GIVEN PROBLEM:
Give only the stretch from the line containing "Task: indicate one point on every instance of the lips" through the end of the items below, copying each line, requests included. Scale every coordinate in the answers by 2 and round to whole numbers, with halves rounding up.

RECORDS FOR THE TASK:
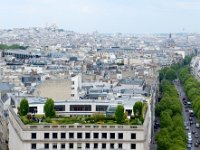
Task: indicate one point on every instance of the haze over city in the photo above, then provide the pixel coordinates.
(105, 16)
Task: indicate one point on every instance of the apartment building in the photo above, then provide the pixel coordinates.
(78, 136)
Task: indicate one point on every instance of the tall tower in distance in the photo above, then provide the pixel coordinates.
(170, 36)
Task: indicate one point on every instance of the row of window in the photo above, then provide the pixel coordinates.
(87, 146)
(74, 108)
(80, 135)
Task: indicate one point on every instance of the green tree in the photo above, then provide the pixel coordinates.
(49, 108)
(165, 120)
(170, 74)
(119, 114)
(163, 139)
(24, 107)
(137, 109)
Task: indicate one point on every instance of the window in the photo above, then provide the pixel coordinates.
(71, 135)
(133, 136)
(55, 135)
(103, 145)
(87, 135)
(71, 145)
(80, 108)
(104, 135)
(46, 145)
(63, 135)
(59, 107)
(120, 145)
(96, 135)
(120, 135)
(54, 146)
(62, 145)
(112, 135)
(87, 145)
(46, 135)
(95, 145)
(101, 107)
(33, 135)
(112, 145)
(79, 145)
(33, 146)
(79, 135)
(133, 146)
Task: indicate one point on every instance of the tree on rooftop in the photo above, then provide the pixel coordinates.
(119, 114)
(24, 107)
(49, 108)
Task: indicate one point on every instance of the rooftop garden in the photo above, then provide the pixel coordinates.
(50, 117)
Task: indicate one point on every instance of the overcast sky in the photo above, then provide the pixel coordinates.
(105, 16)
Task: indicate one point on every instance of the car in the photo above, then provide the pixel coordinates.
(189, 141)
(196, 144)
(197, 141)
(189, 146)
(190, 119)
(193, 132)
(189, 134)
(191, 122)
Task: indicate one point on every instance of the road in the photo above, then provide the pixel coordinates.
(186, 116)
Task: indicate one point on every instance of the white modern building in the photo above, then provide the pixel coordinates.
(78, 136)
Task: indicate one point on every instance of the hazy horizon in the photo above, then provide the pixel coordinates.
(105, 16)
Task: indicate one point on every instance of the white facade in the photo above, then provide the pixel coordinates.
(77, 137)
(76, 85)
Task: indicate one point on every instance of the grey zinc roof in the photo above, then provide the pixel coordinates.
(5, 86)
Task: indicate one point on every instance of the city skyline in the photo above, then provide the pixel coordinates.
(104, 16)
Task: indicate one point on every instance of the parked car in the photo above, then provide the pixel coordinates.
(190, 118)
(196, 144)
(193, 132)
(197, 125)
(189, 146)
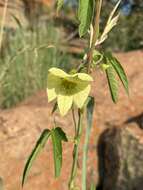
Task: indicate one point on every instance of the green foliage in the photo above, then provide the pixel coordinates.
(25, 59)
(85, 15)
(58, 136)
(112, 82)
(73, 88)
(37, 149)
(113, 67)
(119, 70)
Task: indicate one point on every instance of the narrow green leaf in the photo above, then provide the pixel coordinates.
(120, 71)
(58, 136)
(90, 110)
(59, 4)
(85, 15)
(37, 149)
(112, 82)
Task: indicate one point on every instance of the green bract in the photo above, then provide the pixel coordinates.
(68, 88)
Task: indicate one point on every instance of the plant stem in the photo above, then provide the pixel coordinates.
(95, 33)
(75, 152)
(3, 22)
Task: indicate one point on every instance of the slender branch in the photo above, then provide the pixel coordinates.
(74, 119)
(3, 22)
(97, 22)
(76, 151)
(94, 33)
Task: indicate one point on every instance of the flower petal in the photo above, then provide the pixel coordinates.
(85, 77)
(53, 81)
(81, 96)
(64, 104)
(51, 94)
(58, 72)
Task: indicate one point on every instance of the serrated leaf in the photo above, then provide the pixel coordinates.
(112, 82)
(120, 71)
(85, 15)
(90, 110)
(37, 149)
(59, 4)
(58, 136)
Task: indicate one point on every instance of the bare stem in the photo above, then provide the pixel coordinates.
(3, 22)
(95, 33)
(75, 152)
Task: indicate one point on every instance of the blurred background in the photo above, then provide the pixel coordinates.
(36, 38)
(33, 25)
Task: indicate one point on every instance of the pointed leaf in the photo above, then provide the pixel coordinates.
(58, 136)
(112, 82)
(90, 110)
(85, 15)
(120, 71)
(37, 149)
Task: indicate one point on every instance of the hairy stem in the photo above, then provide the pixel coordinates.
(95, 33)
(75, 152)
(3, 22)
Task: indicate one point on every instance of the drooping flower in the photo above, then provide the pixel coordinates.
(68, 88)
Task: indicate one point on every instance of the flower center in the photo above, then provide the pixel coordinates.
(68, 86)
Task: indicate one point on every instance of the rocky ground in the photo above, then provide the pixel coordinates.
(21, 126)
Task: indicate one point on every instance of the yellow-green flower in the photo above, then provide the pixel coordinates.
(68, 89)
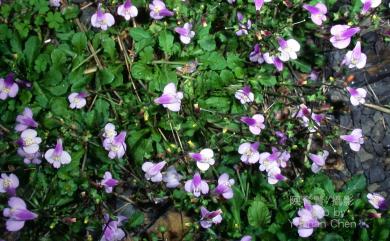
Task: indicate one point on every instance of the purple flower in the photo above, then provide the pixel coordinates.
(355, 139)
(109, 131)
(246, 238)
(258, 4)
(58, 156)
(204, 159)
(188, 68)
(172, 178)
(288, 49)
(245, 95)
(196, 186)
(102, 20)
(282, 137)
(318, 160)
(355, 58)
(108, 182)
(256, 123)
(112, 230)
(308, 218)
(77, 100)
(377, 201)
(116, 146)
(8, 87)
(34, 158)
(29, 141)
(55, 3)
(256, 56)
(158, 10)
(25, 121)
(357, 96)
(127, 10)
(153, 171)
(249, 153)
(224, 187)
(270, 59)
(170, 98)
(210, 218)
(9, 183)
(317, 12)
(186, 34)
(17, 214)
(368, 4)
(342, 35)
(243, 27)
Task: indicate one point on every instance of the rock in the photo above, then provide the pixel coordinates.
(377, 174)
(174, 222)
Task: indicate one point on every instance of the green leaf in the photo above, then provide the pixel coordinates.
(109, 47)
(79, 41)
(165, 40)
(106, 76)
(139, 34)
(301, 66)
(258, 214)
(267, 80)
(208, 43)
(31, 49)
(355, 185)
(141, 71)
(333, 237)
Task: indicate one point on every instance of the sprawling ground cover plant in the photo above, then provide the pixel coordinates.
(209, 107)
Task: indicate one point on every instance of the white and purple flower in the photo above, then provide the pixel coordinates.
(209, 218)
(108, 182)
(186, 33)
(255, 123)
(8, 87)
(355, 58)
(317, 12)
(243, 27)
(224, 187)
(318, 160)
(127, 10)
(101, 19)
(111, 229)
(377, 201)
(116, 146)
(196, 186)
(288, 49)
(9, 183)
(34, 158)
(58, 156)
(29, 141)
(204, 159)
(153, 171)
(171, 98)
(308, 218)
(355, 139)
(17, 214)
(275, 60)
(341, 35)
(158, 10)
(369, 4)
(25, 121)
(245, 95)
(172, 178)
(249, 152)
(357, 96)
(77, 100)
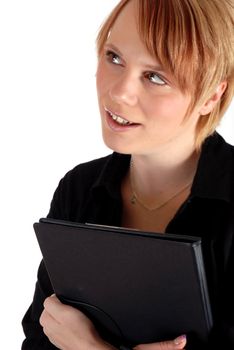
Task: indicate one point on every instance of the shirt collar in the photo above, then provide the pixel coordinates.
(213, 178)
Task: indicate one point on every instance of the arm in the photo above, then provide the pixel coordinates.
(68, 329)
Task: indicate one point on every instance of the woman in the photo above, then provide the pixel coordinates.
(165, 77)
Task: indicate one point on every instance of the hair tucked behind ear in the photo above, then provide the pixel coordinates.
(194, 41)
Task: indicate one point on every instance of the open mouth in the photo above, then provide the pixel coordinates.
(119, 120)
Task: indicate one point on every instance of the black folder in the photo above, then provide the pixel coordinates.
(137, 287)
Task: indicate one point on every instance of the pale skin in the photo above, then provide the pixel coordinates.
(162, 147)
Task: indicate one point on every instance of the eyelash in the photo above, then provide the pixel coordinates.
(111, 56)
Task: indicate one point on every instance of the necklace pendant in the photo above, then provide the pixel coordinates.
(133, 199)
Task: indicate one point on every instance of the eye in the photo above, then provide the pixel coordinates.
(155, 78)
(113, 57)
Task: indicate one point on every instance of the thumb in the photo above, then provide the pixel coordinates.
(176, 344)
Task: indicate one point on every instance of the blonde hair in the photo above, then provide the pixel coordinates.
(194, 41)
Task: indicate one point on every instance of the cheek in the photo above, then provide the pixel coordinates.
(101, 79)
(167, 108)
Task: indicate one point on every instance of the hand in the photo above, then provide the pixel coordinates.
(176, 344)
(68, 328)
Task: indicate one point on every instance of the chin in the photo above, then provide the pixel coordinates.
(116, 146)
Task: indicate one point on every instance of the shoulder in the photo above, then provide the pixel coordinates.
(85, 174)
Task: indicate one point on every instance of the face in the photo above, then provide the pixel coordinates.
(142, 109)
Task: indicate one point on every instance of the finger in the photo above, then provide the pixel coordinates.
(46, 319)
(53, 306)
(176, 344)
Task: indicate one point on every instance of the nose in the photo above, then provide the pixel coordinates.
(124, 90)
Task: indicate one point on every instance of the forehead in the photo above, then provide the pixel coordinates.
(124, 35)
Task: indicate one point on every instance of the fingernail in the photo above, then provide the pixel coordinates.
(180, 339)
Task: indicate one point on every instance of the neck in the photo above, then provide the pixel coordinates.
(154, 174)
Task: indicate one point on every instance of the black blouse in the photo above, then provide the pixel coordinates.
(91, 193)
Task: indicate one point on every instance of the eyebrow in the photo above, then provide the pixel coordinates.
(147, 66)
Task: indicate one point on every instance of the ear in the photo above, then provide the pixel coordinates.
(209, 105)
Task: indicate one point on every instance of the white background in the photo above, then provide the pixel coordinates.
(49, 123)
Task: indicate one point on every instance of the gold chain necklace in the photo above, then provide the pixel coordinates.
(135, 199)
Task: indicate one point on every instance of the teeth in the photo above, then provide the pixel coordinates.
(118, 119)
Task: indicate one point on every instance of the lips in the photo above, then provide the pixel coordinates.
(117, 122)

EXERCISE RESULT:
Task: indicate one point on every instance of the lips in the photo above, then provide the pixel coordinates.
(234, 244)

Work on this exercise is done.